PASSAGE TO READ:
+---+

This Island Life

Our young neighbors, using our scalder and plucker to process turkeys.

Ours is a particular kind of small farm. It’s been called diverse, traditional, insignificant, wonderful, productive, inefficient, and a subdivision waiting to happen. We call it home, of course. On it we have miles of fencing, cattle (from time to time), sheep, pigs, chickens, ducks and geese, gardens, fruit and nut trees, beehives, ponds, wine grapes, many species of birds, outbuildings, a sawmill, too many machines, pastures, and lots and lots of trees.

Over these last two decades, our farm has increasingly become an island. In a county where the small family farm model has historically held sway, the diverse home plot has been swept away by the incoming tide of the modern world. Spending time in hard, rewarding labor seems no longer to carry an allure for most. The old-timers have died, and their farms have gone vacant or been taken over by occupants who are never seen except when their cars pull in or out of the drive.

The farm outbuildings have been torn down and burned, still-usable structures deemed unworthy of saving. The fence rows that once provided barriers for livestock and habitat for wildlife have been pulled up for putting greens, trampolines, and larger lawns. We knew in the past that if our livestock escaped, they would wander into the pasture of a neighbor, contained by their fences until we could retrieve them. Now they could amble across untold acres and yards and roads, unrestrained.

For those who think this is a good thing, either a rewilding of nature or an extension of a suburban dream, they would be wrong. It is merely an indication of a dying way of life. A giving way, a giving up on doing for yourself.

Yet, there are hopeful signs in this changing landscape.

+---+

DATA TO PROCESS:

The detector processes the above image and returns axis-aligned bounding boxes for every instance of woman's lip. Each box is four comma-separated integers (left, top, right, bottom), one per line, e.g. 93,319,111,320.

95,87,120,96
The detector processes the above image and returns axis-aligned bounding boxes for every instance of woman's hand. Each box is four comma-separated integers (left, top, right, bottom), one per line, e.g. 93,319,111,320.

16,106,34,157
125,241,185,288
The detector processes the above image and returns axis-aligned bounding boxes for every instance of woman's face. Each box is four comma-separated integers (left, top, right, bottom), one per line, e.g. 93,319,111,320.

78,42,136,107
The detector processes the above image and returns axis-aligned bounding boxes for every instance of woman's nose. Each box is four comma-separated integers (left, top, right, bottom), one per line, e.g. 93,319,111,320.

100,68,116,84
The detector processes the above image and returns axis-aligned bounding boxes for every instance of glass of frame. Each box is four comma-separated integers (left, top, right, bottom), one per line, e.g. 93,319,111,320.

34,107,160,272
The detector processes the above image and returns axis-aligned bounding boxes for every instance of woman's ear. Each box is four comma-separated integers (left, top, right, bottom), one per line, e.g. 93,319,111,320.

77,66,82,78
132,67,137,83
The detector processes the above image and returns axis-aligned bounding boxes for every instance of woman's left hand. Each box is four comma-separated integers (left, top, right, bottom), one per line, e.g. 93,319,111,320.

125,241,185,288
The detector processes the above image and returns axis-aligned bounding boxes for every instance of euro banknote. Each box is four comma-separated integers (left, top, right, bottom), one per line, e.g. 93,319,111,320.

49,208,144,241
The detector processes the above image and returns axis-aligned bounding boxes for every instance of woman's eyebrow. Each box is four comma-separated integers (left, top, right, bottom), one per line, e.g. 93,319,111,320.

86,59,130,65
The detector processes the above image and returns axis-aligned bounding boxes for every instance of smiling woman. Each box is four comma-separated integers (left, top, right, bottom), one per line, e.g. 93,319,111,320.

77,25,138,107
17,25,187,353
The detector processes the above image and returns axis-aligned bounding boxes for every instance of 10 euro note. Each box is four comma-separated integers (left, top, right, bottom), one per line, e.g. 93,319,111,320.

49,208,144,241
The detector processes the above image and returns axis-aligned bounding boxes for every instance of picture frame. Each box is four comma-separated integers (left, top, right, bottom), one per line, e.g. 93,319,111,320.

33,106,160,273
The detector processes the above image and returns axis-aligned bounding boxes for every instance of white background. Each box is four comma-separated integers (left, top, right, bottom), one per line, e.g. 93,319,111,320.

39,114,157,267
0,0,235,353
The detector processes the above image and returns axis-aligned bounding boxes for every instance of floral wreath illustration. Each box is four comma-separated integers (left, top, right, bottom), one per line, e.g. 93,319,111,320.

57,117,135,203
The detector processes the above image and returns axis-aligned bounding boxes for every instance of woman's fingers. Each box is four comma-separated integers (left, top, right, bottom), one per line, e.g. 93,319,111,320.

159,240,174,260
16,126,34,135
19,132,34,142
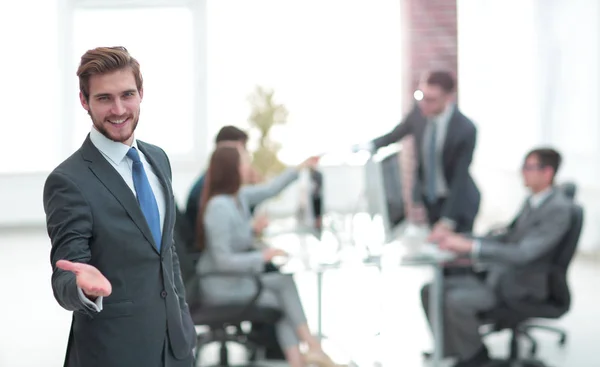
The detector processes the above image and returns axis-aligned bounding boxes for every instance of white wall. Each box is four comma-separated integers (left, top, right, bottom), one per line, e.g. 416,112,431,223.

458,0,600,251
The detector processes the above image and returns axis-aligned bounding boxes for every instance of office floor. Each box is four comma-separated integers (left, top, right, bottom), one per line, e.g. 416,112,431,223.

0,224,600,367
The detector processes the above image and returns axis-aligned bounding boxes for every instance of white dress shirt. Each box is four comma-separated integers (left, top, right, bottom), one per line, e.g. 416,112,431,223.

77,127,166,312
422,103,455,198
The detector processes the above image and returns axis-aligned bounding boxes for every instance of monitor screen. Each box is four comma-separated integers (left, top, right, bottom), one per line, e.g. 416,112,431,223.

365,151,405,241
380,153,404,228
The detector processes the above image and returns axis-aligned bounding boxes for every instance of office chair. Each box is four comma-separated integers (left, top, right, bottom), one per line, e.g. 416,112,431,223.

523,182,577,354
174,208,281,366
190,273,282,366
481,204,583,367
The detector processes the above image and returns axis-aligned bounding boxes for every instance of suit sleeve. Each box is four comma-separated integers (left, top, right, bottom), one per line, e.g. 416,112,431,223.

161,149,188,309
479,206,571,265
441,127,477,221
44,172,98,313
240,168,299,207
372,105,419,151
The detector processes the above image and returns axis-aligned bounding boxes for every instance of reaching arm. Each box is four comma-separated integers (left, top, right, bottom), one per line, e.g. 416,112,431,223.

44,172,102,313
442,128,477,222
204,197,264,273
372,105,420,151
240,168,298,207
478,206,571,265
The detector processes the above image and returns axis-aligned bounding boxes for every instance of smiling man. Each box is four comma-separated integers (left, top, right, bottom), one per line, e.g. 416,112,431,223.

44,47,196,367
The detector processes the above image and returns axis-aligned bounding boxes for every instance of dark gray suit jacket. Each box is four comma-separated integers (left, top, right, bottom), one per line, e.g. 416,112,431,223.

479,189,572,300
373,105,481,227
44,136,196,367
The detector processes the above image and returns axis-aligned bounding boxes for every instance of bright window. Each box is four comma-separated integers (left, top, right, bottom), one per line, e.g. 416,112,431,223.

70,7,200,158
0,0,62,173
207,0,402,163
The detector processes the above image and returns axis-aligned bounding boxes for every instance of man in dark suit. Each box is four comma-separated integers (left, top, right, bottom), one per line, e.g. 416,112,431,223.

44,47,196,367
355,71,480,239
422,149,572,367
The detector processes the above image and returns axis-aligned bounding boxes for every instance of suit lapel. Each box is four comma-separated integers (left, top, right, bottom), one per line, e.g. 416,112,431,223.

81,135,157,251
516,191,555,236
442,105,458,158
138,140,175,252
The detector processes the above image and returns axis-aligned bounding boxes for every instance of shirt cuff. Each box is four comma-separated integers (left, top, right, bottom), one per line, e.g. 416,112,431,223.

352,141,375,153
440,217,456,231
471,240,481,260
77,287,103,312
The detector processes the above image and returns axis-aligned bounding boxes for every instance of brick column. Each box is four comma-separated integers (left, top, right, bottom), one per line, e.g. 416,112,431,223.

400,0,458,111
400,0,458,222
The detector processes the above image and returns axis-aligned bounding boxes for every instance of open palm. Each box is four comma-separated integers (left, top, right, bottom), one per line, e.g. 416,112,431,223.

56,260,112,297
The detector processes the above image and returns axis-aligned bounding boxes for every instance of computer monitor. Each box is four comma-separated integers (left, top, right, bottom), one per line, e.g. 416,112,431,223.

296,168,317,229
365,148,405,242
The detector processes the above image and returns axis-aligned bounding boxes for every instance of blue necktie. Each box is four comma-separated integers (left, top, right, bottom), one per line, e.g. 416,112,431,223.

127,148,161,251
425,121,437,203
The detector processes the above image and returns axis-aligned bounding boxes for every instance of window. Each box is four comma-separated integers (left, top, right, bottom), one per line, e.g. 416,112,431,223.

207,0,402,163
69,7,197,158
0,0,62,174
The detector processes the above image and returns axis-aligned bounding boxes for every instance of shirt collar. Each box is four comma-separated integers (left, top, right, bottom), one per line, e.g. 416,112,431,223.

432,103,454,124
90,127,139,165
529,187,553,209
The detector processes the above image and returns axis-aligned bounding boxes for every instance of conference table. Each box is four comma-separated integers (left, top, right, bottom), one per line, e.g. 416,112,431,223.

269,221,457,367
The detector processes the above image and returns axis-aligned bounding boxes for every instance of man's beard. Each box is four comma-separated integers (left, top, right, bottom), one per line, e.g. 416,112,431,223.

88,109,140,143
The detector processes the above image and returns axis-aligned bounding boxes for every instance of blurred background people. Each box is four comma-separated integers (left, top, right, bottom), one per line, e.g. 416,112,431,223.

197,146,335,367
422,148,572,367
354,71,480,237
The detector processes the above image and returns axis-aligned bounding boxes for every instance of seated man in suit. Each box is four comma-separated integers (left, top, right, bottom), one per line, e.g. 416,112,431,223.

421,149,571,367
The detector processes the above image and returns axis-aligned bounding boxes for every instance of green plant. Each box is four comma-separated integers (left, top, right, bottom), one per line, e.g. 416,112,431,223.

248,86,288,177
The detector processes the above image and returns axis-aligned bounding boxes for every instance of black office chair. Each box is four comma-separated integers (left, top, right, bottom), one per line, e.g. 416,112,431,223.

190,273,282,366
481,204,583,367
523,182,577,354
174,208,281,366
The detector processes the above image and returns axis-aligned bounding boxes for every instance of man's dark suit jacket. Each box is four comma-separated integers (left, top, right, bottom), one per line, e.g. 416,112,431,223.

373,105,481,228
44,136,196,367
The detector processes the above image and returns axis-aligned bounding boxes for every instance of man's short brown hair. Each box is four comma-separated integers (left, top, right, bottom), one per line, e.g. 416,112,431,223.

77,46,144,101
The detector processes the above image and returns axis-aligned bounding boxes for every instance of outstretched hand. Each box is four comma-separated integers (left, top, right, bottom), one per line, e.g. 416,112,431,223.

298,156,321,169
56,260,112,298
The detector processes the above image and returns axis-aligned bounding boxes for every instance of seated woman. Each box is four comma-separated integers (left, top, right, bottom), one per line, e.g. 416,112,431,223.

196,146,337,367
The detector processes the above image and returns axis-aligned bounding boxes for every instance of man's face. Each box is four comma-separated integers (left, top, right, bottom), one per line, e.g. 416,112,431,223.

521,155,552,191
418,82,452,117
79,68,143,145
237,143,252,184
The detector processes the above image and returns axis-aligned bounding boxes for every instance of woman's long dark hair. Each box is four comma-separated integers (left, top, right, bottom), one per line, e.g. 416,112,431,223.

196,145,242,250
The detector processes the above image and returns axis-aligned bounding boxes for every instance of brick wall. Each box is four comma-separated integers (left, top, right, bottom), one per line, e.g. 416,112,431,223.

400,0,458,221
400,0,458,109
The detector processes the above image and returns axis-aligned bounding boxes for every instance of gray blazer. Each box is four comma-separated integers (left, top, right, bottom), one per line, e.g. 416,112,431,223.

196,168,298,303
44,136,196,367
479,189,572,300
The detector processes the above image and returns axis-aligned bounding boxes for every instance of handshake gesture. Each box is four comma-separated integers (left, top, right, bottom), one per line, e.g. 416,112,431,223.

56,260,112,300
427,222,474,254
298,156,321,170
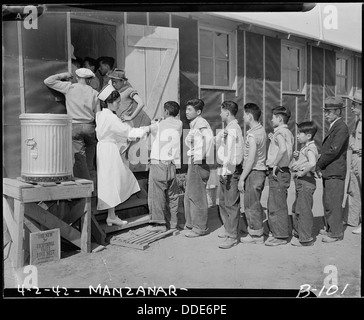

+---+

WRITTEN REQUEST 1: According to the farm essay, what have the old fence rows been pulled up to make room for?
WRITTEN REQUEST 2: Please identify each line in the rows that contains the word "seated" and copy those lines out.

RIGHT ANSWER 1: Putting greens, trampolines, and larger lawns.

RIGHT ANSWER 2:
The detector processes the above image and returns axis-aligned bounding boxes for every instance of seated man in suit. Each box is four comma-separated integers (left, top, right, bottom), one per line, e.g. 416,112,431,223.
The detector processes the above image and returns axis-aligned bounding boxes for every instance of seated woman. Each box is four comma-separated integers (left, top, right, bottom), one per line, e.g. 416,112,431,223.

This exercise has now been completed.